**Study questions**
[1] Say whether each statement agrees with the study summary on LLM trust, answering yes or no and quoting the deciding words: (a) The experiments used four instruction-tuned LLMs. (b) Friends drove stronger conformity than expert framing. (c) Group size weakens the credibility-weighted influence.
[2] From the study summary on LLM trust, list every source of feedback that the conformity finding compares.
[3] Continue the study summary on LLM trust from its last sentence.

Who Do LLMs Trust? Human Experts Matter More Than Other LLMs
Anooshka Bajaj, Zoran Tiganj
TL;DR
This work investigates how LLMs weigh social information and whether human expert feedback is privileged over other sources. Through two experiments across three binary tasks and four instruction-tuned LLMs, it demonstrates a robust credibility-weighted influence where expert framing drives stronger conformity than friends or other LLMs, and group size amplifies this effect. In direct human–LLM conflict, belief revision is heavily biased toward expert-framed humans, with token-level evidence corroborating the human-centric shifts. The findings highlight a potential alignment and safety concern: social framing can substantially bias LLM judgments, informing how multi-agent prompting and human-in-the-loop systems should be designed to mitigate over-reliance on authority signals.

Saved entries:
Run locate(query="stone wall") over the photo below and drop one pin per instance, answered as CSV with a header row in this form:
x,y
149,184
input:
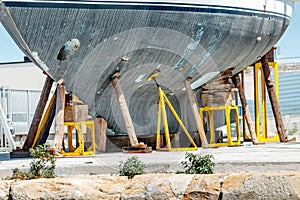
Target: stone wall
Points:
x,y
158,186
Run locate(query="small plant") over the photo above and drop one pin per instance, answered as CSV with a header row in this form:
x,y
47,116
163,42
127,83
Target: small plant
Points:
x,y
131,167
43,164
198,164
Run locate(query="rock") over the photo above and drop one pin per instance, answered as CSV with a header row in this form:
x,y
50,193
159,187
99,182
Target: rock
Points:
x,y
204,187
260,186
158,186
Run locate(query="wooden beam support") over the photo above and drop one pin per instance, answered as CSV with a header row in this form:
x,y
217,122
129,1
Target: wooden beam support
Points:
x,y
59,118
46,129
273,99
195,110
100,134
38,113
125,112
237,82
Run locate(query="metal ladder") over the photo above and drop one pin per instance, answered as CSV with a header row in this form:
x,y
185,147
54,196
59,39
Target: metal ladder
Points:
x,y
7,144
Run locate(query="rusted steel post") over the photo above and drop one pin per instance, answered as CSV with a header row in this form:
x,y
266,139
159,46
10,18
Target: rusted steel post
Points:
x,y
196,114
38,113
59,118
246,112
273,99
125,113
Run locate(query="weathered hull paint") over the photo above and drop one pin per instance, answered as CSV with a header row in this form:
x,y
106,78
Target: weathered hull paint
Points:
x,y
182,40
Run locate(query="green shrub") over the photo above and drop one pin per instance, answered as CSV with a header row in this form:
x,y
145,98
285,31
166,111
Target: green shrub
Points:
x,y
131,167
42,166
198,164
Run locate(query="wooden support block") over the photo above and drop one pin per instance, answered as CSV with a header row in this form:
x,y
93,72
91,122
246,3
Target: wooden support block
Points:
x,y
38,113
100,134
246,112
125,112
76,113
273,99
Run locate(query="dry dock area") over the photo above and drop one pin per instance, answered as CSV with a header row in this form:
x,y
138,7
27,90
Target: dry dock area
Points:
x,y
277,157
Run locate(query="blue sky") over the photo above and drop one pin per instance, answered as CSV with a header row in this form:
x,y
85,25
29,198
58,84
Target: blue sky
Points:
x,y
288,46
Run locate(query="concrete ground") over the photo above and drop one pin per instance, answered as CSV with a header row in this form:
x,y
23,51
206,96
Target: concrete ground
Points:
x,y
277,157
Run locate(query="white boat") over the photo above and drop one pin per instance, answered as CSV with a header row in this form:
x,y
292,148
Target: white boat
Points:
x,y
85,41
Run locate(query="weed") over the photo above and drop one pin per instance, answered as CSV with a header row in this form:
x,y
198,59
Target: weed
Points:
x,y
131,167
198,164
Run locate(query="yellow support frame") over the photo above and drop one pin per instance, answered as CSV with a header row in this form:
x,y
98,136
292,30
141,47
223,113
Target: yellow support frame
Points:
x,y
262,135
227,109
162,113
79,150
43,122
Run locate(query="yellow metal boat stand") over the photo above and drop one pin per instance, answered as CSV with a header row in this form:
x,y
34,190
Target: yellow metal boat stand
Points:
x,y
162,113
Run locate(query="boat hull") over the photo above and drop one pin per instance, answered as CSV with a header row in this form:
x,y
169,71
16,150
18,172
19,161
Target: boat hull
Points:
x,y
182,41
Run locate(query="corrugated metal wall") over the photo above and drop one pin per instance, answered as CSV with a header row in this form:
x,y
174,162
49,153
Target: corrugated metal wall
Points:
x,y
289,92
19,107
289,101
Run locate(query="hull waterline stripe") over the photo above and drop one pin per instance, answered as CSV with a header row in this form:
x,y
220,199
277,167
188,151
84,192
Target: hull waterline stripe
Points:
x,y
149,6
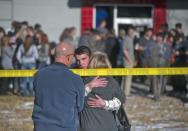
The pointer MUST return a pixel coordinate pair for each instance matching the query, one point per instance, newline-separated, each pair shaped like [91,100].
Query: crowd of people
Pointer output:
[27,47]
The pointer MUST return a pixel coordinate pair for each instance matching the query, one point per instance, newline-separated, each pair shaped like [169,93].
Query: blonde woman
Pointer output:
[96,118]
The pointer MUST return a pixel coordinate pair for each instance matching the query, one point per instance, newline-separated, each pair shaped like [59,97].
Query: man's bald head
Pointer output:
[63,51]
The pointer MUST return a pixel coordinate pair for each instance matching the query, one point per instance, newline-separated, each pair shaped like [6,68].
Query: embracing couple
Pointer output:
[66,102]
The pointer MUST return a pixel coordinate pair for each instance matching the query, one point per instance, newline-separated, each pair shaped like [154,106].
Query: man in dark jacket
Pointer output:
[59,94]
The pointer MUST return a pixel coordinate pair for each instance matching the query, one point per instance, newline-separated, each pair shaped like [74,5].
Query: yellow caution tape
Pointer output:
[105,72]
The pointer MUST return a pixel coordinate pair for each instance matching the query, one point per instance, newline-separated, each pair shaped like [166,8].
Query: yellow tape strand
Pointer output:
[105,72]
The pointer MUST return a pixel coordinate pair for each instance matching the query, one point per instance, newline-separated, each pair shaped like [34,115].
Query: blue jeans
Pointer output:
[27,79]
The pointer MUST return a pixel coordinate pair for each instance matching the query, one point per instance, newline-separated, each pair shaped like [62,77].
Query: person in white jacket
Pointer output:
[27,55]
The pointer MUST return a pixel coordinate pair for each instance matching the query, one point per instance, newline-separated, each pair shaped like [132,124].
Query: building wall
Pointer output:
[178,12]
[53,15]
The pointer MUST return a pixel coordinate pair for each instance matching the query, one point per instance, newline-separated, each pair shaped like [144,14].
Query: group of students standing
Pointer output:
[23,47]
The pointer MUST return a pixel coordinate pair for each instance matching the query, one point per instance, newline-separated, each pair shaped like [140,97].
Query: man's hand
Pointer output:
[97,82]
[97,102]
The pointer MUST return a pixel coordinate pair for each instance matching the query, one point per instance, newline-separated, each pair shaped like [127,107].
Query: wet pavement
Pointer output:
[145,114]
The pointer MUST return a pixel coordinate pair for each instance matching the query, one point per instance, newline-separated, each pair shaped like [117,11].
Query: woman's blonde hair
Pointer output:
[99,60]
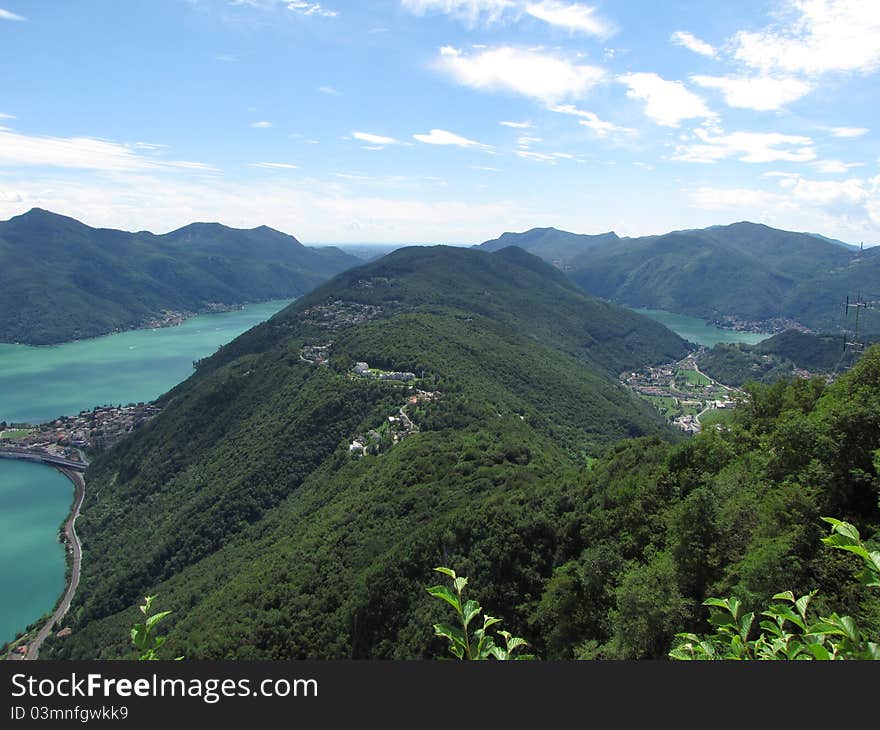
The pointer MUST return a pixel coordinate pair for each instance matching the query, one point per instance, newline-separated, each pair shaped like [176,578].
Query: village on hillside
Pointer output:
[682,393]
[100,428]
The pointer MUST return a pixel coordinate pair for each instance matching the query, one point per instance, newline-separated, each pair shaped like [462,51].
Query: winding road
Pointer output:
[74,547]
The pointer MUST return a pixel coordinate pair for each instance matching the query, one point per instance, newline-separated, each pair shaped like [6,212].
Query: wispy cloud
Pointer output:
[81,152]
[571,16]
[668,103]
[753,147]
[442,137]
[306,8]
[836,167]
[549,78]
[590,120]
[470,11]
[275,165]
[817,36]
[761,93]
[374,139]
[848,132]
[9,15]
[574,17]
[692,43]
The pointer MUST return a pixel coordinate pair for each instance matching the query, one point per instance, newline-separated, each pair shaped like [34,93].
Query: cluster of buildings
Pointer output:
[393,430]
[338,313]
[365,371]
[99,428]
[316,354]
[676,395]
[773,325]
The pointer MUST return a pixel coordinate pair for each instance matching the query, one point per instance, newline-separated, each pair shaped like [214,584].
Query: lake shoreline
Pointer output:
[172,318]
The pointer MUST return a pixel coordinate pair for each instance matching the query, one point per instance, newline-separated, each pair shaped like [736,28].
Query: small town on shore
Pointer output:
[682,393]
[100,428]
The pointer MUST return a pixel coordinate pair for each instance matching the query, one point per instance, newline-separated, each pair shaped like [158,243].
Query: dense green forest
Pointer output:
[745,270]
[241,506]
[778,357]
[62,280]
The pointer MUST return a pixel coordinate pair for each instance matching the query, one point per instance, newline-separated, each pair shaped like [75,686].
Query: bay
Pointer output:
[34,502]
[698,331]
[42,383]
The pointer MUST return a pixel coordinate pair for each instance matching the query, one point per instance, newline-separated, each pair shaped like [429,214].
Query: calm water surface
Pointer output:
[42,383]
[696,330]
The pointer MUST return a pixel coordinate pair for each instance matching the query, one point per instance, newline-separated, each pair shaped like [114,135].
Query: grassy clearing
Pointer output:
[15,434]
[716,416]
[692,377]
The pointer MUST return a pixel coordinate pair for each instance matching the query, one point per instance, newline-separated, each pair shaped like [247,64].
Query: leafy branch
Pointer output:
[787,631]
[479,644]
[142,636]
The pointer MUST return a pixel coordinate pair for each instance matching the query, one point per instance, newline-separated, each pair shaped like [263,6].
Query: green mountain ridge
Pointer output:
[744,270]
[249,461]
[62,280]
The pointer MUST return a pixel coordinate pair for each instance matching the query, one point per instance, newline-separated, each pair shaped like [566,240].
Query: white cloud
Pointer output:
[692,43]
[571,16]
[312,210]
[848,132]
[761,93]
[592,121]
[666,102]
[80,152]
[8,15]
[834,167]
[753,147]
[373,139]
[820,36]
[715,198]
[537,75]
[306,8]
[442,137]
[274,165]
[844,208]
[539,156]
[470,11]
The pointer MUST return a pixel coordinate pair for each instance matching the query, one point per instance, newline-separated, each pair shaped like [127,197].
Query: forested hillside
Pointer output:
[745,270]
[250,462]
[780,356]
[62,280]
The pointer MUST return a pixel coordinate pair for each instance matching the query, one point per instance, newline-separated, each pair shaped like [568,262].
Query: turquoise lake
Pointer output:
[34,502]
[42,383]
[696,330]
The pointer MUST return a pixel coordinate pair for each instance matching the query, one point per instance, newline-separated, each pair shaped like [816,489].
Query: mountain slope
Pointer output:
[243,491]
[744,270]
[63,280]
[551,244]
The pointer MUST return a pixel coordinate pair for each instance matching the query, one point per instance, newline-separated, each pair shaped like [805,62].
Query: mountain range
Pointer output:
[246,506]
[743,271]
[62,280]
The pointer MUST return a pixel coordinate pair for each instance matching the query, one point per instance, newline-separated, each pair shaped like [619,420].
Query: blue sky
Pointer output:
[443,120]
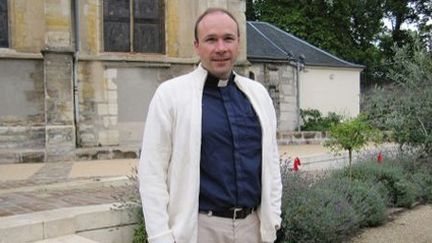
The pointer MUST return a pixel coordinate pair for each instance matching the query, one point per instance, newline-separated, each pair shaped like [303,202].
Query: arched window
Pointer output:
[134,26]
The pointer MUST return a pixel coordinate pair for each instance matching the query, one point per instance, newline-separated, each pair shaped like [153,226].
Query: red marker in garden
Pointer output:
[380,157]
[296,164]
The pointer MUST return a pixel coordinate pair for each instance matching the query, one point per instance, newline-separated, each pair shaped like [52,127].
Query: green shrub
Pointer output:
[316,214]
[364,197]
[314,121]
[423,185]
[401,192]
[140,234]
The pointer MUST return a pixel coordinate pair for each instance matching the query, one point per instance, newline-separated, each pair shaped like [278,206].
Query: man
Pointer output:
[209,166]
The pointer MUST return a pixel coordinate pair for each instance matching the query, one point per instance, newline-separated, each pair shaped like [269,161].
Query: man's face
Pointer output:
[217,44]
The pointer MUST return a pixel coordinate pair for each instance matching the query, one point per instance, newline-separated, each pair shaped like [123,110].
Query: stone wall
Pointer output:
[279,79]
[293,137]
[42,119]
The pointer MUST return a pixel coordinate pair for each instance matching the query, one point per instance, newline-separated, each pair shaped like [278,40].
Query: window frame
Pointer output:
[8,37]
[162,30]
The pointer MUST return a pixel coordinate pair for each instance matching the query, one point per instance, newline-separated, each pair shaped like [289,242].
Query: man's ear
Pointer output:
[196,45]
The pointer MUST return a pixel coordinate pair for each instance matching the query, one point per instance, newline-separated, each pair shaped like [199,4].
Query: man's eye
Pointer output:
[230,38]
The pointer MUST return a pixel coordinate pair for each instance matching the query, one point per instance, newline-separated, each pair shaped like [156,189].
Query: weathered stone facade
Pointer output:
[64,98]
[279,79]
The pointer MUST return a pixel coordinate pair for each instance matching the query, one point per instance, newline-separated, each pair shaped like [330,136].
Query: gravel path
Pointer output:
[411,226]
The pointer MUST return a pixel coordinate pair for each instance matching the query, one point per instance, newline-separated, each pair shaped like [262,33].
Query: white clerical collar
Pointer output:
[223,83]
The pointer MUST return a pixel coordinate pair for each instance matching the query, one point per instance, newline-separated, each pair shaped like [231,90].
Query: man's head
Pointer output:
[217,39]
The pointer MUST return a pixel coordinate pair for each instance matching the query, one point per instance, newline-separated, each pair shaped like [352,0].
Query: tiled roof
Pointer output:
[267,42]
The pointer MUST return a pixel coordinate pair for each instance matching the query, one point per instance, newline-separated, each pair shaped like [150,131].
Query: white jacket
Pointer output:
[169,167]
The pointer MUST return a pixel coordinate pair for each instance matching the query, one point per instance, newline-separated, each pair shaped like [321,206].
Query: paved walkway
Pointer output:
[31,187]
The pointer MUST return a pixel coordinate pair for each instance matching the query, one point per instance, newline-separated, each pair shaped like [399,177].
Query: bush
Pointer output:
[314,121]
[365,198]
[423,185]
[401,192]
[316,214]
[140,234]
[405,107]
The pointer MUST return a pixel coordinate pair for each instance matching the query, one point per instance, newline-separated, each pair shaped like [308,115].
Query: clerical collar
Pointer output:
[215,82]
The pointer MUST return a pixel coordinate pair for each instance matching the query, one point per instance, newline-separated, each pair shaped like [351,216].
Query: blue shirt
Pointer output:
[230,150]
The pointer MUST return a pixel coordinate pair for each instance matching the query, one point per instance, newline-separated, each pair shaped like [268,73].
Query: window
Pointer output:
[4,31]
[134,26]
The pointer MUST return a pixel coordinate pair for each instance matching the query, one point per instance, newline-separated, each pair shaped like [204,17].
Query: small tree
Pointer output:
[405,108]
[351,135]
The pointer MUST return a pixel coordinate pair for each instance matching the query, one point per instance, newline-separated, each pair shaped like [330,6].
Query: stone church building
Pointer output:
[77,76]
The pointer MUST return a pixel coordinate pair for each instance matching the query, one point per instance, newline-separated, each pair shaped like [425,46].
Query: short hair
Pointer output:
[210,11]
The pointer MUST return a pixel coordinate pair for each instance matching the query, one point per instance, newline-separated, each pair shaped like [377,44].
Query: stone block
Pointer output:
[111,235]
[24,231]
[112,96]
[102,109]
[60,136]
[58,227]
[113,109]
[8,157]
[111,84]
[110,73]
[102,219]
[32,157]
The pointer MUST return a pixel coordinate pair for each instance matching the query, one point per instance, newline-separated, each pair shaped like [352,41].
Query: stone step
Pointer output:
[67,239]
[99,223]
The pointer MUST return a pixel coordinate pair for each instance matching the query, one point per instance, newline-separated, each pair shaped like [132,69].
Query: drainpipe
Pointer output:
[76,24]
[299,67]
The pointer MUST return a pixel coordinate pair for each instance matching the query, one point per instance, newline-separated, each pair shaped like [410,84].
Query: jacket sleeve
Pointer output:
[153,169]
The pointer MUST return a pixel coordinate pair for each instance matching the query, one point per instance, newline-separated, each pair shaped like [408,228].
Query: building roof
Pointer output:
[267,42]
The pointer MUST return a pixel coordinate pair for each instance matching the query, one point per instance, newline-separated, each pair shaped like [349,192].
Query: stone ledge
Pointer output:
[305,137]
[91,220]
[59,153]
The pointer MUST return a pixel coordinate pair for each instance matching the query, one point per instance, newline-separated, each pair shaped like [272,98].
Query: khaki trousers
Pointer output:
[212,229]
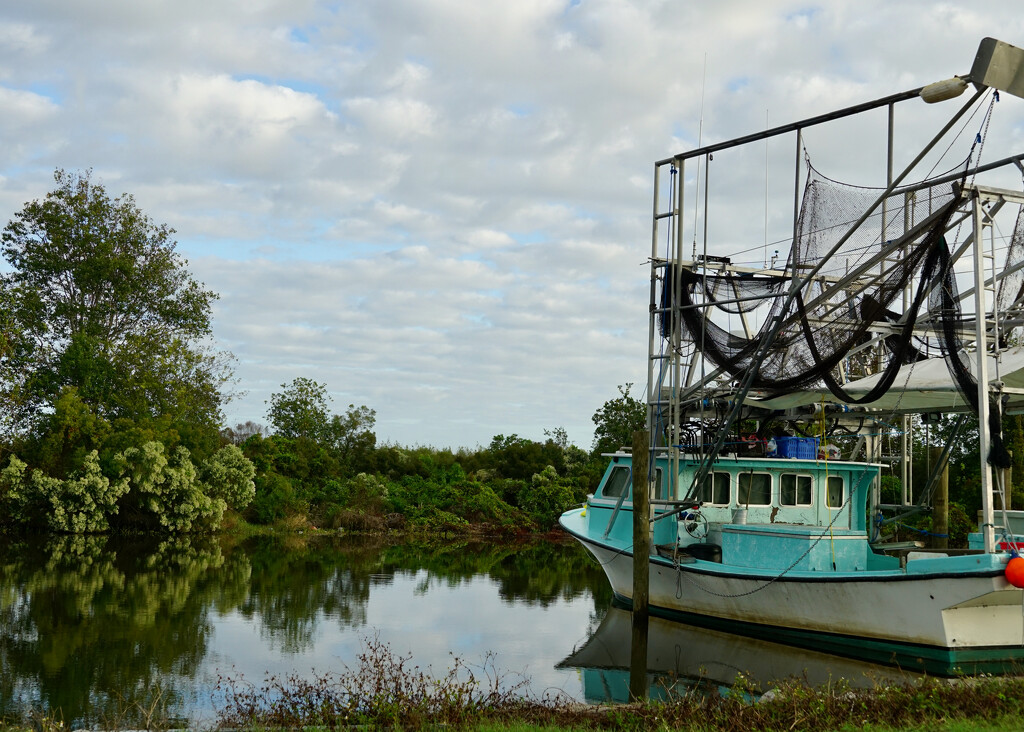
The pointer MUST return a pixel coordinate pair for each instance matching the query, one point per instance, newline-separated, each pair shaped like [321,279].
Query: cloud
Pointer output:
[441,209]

**Per-task outputs**
[1]
(a) Yes: "four instruction-tuned LLMs"
(b) No: "expert framing drives stronger conformity than friends or other LLMs"
(c) No: "group size amplifies this effect"

[2]
Experts (expert framing)
Friends
Other LLMs

[3]
Abstract
Large language models (LLMs) increasingly operate in environments where they encounter social information such as other agents' answers, tool outputs, or human recommendations. In humans, such inputs influence judgments in ways that depend on the source's credibility and the strength of consensus. This paper investigates whether LLMs exhibit analogous patterns of influence and whether they privilege feedback from humans over feedback from other LLMs. Across three binary decision-making tasks, reading comprehension, multi-step reasoning, and moral judgment, we present four instruction-tuned LLMs with prior responses attributed either to friends, to human experts, or to other LLMs. We manipulate whether the group is correct and vary the group size. In a second experiment, we introduce direct disagreement between a single human and a single LLM. Across tasks, models conform significantly more to responses labeled as coming from human experts, including when that signal is incorrect, and revise their answers toward experts more readily than toward other LLMs. These results reveal that expert framing acts as a strong prior for contemporary LLMs, suggesting a form of credibility-sensitive social influence that generalizes across decision domains.